## Required work
Scan the material below for the string "brick", and copy every line where it shows up.

Top of Supplied data

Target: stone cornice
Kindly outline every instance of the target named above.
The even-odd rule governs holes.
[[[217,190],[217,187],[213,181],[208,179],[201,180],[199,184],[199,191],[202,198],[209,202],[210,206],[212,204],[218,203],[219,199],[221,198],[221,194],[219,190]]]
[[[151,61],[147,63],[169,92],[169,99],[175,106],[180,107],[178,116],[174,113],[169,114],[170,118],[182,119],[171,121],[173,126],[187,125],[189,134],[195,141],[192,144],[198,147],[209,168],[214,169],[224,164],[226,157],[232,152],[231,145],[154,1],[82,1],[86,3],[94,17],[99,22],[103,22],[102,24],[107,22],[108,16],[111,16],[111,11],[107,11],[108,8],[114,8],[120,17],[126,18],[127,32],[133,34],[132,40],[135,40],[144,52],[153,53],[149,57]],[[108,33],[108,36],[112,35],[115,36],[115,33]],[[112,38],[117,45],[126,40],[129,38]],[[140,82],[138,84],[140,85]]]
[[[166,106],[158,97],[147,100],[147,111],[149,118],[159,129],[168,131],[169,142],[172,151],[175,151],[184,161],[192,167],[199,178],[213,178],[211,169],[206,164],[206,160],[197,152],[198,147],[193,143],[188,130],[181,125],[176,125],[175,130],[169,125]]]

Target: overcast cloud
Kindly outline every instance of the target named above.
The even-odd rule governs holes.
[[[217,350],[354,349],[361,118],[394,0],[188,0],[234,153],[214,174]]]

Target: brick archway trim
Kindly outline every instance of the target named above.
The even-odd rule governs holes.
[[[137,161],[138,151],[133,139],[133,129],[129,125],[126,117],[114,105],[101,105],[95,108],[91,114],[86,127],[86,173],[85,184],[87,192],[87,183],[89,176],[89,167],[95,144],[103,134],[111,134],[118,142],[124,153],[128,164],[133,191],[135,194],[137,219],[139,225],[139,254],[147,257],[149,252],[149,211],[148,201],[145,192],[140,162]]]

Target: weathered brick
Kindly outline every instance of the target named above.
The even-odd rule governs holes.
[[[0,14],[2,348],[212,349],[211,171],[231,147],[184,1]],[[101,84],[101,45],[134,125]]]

Bottom of Supplied data
Top of Supplied data

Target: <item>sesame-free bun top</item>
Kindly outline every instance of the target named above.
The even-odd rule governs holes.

Bottom of Supplied data

## Reply to the task
Target: brick archway trim
Target: weathered brick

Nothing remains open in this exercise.